━━━━━ Dataset excerpts

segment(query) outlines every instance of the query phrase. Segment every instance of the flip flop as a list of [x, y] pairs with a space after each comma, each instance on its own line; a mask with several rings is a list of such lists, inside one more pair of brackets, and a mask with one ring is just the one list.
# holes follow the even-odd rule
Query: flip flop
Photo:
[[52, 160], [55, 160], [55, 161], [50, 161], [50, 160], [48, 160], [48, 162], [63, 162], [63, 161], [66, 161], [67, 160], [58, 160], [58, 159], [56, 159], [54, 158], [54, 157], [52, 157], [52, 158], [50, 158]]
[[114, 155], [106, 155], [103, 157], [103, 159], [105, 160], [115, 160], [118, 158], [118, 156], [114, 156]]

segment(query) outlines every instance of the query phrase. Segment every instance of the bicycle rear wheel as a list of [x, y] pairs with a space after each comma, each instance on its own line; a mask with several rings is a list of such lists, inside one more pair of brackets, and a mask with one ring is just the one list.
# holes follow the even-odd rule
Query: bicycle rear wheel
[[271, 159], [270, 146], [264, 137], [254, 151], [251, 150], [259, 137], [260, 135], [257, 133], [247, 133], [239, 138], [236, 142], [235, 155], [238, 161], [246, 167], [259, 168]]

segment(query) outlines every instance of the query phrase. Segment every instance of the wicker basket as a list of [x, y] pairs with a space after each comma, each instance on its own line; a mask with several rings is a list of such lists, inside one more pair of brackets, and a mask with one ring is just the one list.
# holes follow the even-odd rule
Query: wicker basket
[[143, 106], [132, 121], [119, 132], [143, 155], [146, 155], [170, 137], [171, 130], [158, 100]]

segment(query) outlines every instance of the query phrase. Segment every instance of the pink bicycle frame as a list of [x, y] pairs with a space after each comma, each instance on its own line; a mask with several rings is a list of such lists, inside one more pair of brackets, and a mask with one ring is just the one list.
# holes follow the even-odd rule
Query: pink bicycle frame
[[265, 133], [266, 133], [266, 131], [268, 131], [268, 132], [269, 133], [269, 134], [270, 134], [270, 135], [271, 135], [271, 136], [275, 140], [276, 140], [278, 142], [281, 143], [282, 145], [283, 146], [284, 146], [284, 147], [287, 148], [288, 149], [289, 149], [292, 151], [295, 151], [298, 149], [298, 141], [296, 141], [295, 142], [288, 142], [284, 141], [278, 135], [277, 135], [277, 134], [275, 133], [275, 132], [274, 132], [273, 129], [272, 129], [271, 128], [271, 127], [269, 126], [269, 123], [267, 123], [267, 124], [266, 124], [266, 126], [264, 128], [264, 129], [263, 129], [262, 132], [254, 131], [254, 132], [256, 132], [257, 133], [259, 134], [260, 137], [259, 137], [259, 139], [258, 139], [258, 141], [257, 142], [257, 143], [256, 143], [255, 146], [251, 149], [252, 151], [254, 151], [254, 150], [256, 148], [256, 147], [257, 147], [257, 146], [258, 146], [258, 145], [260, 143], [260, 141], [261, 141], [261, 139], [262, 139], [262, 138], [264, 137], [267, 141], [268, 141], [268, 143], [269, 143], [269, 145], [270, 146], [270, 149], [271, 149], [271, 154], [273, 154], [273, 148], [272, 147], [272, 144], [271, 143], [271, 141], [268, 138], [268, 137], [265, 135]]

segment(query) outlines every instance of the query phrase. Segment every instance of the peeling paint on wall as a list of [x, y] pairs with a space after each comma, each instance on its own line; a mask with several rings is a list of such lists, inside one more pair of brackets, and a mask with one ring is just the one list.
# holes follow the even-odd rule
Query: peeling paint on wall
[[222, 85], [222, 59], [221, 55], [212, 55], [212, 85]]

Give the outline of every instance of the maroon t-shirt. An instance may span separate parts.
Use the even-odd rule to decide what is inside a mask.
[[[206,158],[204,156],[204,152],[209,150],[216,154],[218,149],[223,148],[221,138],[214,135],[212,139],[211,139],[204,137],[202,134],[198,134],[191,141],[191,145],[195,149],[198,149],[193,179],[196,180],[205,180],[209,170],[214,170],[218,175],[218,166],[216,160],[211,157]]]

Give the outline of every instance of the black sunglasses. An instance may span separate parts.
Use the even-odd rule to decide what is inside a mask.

━━━━━━━━━━

**Required task:**
Gather every line of the records above that contains the word "wheel".

**The result:**
segment(query) outlines every instance of the query phrase. Segment every instance of the bicycle rear wheel as a list of [x, y] pairs with a space after each comma, each instance on its own line; a mask with several rings is a list of such lists, inside one more pair of brackets, and a mask with one ring is just the one list.
Query: bicycle rear wheel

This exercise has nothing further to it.